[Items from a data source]
————
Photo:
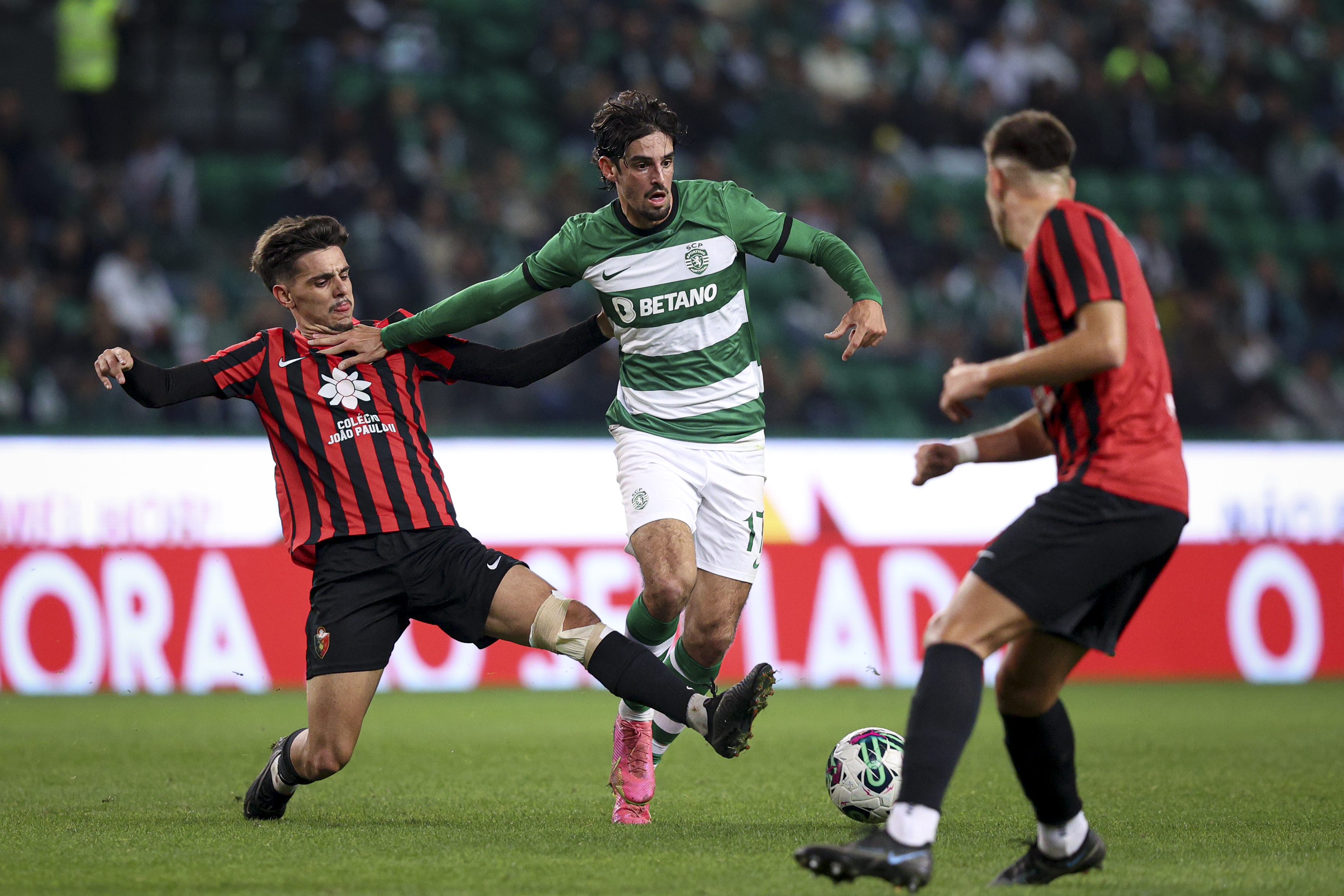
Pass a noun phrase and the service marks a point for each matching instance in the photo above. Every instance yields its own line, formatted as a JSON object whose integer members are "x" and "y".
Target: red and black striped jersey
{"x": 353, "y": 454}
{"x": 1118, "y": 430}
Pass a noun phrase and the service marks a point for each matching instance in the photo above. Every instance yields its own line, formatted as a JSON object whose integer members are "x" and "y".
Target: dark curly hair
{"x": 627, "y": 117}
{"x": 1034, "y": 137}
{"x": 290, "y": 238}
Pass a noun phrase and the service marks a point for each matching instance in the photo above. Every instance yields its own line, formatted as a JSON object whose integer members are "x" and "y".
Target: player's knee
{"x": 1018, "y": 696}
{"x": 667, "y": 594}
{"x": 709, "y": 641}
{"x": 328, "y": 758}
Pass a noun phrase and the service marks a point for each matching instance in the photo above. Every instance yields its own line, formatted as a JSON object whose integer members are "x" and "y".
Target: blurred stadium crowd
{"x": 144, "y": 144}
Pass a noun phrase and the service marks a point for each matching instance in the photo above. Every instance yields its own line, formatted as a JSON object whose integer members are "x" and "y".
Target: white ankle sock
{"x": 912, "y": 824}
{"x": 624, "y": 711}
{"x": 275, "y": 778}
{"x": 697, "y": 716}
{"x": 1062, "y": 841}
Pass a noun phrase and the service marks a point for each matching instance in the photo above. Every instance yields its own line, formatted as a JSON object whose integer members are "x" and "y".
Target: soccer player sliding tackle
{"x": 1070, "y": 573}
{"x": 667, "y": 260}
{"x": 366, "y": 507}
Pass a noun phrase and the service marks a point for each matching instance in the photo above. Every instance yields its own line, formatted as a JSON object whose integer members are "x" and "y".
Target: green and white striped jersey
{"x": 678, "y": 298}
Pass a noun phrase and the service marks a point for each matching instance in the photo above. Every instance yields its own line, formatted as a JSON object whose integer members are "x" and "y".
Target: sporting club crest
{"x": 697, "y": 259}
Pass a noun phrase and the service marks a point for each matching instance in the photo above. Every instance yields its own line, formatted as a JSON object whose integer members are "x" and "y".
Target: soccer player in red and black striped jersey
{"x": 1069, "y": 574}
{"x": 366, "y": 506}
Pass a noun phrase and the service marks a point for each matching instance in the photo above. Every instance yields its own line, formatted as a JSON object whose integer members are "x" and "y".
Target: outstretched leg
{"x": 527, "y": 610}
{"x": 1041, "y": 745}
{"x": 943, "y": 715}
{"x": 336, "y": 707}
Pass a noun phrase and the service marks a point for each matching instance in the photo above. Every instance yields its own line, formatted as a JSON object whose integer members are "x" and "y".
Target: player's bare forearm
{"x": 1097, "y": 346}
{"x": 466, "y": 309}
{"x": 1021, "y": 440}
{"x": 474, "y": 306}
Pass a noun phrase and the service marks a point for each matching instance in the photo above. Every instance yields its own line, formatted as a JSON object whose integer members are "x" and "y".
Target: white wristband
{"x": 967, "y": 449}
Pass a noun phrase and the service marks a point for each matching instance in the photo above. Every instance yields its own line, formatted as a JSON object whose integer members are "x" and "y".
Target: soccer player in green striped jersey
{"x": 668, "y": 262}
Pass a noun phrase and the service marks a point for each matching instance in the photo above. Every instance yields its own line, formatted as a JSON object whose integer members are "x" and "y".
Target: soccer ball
————
About this task:
Could you write out every record exactly, leaving the pictures out?

Solution for this problem:
Photo:
Pass a noun phrase and the service marks a point for each matching instance in the photo above. Every instance yields its own line, formatted as a JSON object whose integer members are "x" and "y".
Target: red and black striped jersey
{"x": 353, "y": 454}
{"x": 1118, "y": 430}
Pass a noun phrase and the service marks a point for each matching instance in the photo above. Every instance yields its own line, formatted as a JSON object whose integer members are "x" and "y".
Target: dark curly hair
{"x": 627, "y": 117}
{"x": 1034, "y": 137}
{"x": 290, "y": 238}
Pass a noun phrase and the service marks a point for each matching instance in the photo above. Every instance yields its own line, formatted as a JSON object whose integer members are "x" and "y".
Target: player's knee
{"x": 1018, "y": 696}
{"x": 667, "y": 594}
{"x": 709, "y": 641}
{"x": 328, "y": 758}
Pass a noun phrase and the service marks a point for each matching instance in the photo above. Every instance yields its own line, formatted as a JSON object whose integer members are "x" and "y".
Target: blurred stadium crowd
{"x": 144, "y": 144}
Pass a noun phrase and the service marks a point for each matching instance in the photo above. Every instance yields its own line, formatted as a JSON object whose integer members are "x" and "y".
Target: white ankle sock
{"x": 912, "y": 824}
{"x": 624, "y": 711}
{"x": 275, "y": 778}
{"x": 697, "y": 716}
{"x": 1062, "y": 841}
Pass a noun phrase and the service marks a point for each matching instance in the photo above. Every instance yields its own line, formatted as a JSON object whose integer members are "x" and "y".
Target: soccer player sliding tackle
{"x": 1070, "y": 573}
{"x": 667, "y": 260}
{"x": 366, "y": 507}
Pass a noun phrase and the service marks a point for each matching instance in the photo above. Every instance yields its own line, formatted as a JSON object whose integer members are "x" and "y".
Target: green and white striped jersey
{"x": 678, "y": 298}
Pass a noun phrase and the service marks a point for each matching instance in the photo above. Every instance yields its own line, formatted as a JSON object whose integer members are "x" and "y".
Target: sporting club crest
{"x": 697, "y": 259}
Pass a noun phrase and the service marks a point for each matching instance in the photo above. Every instance yields its own line, formatted as a JSON object whose integer members are "x" and "y".
Target: soccer player in red and black striped jersey
{"x": 1069, "y": 574}
{"x": 366, "y": 506}
Pass a noun phrase and the service marks a point for each matching instance in the photo above. Every instance yields its own line, formatted as a JSON object whose integer members are "x" and "y".
Target: outstretched leg
{"x": 527, "y": 610}
{"x": 1041, "y": 745}
{"x": 943, "y": 715}
{"x": 336, "y": 707}
Pass a noun phrase and the service marks a point for each matching instance in the photo above. Every instance yields its own line, formatted as a JSON object whose integer members are "x" and "y".
Target: player's bare forearm
{"x": 1097, "y": 346}
{"x": 466, "y": 309}
{"x": 1021, "y": 440}
{"x": 474, "y": 306}
Pass a noun phrase and the service marks a point for each matching instance in the photo above. Every instance yields its own line, formatted as a JSON object whose integer members are "x" and "y".
Target: white wristband
{"x": 967, "y": 449}
Pass a noun phrase and the service marks a point for each matching instance in the photo above. Every instance yields its own line, formatted as a JSON object whose integer members are "x" and "y".
Target: soccer player in green striped jersey
{"x": 668, "y": 262}
Pass a noun phrase and the service marks a point for each matching instance in the photo above. Every instance yields its own line, formatted as a JSON object whose integer members are "x" and "y".
Target: soccer ball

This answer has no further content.